The Music History and Theory Study Group Present:
Lindsay Wright
University of Chicago
The Talented Tenth: Music and Uplift, 1860-1930
Wednesday, February 15, 2017
Logan 801
My dissertation, “Discourses of Musical Talent in American History, Pedagogy, and Popular Culture,” explores the concept of musical talent in American society. Of the four main chapters, the first examines influential historical moments in which this concept emerged and offers theoretical foundations for the remaining chapters. The final three chapters offer case studies, each of which demonstrates a context in which social constructions like “giftedness” and “talent” emerge from, obscure, and perpetuate differential access to power and privilege.

● EXCERPTED DATA
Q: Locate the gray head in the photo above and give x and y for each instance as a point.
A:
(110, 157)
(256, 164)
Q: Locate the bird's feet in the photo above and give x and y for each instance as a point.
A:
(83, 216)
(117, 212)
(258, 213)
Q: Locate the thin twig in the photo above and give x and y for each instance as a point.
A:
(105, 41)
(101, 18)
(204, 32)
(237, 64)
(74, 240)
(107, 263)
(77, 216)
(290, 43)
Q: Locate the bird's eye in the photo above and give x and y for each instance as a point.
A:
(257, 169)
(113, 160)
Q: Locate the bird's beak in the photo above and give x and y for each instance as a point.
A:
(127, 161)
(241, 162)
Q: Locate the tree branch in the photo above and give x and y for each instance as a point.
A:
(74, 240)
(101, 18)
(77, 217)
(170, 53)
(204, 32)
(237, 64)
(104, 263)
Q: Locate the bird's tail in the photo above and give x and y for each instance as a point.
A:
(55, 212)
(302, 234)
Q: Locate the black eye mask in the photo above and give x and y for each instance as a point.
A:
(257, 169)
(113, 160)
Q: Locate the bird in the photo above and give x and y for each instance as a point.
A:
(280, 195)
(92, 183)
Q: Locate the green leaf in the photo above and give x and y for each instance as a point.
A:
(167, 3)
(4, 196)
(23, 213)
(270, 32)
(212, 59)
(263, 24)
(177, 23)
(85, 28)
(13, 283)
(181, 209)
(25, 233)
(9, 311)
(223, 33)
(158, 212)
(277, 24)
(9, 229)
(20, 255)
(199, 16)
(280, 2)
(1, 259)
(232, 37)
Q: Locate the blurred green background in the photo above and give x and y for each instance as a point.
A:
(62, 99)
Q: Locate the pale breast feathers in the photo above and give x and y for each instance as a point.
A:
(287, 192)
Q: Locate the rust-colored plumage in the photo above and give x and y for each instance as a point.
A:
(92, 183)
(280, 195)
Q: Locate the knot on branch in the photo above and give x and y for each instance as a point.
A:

● PROBLEM SET
(A) Decide whether each statement agrees with the talk announcement: (i) the dissertation has four main chapters; (ii) the event is held in Logan 701; (iii) the first chapter offers case studies. For each, answer yes or no and quote the deciding words.
(B) According to the talk announcement, what date is the event held?
(C) Change "Uplift" to "Progress" in the talk announcement. Begin at the words "The Music History" and stop after "power and privilege.".

● SOLUTIONS PER TASK
(A)
(i) Yes: "Of the four main chapters"
(ii) No: "Logan 801"
(iii) No: "The final three chapters offer case studies"

(B) Wednesday, February 15, 2017

(C)
The Music History and Theory Study Group Present:
Lindsay Wright
University of Chicago
The Talented Tenth: Music and Progress, 1860-1930
Wednesday, February 15, 2017
Logan 801
My dissertation, “Discourses of Musical Talent in American History, Pedagogy, and Popular Culture,” explores the concept of musical talent in American society. Of the four main chapters, the first examines influential historical moments in which this concept emerged and offers theoretical foundations for the remaining chapters. The final three chapters offer case studies, each of which demonstrates a context in which social constructions like “giftedness” and “talent” emerge from, obscure, and perpetuate differential access to power and privilege.